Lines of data
BEGIN

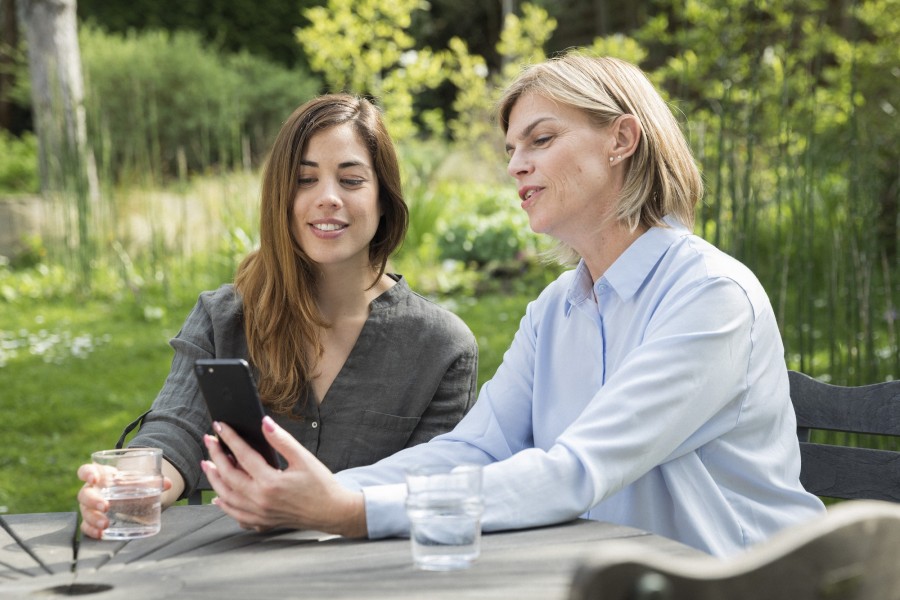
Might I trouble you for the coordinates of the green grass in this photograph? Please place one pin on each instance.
(58, 407)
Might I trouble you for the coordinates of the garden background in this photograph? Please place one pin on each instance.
(790, 107)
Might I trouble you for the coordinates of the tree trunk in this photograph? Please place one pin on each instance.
(68, 170)
(57, 95)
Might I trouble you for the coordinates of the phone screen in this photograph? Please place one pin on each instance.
(231, 397)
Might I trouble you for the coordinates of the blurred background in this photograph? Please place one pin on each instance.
(132, 134)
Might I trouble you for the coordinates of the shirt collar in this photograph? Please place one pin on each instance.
(629, 272)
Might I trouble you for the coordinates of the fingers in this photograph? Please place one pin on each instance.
(285, 444)
(92, 505)
(246, 457)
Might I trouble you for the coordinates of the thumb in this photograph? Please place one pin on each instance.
(285, 444)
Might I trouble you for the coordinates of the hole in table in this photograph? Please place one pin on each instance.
(77, 589)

END

Set task
Please arrange the stretch of data from the line containing "Might I trouble you for the coordinates of the tree" through the end as a two-column CSV headed text and answer, with one row per text-and-answer pair. Put each value in a single quoted field, turning line breaks into spaces.

Task output
text,answer
"Might I trouble you for the coordinates of the tree trunk in this photograph? Please place one pin on each instance.","(68, 170) (57, 95)"
"Might I trouble you for the coordinates of the phone screen in this photograph? Please place one pin on each instance.","(231, 397)"
"Might I trouble you for the coordinates of the blurred background in this photograph? Please place one pin on each instance.","(132, 134)"
"Might I trouble you for the coordinates of the shirt collar in this photograph? Please place one pin on each instance.","(629, 272)"
"Might I trouble you for the coordinates of the fingers in this photograph? Please place one pin on each instance.","(285, 444) (92, 505) (246, 457)"
"Might I trouble you for the coordinates of the thumb in this photograph? Please place one pin on each instance.","(285, 444)"
"Might I trouble you for the coordinates of the hole in table in this photograph? Please place one pin on each instance.","(77, 589)"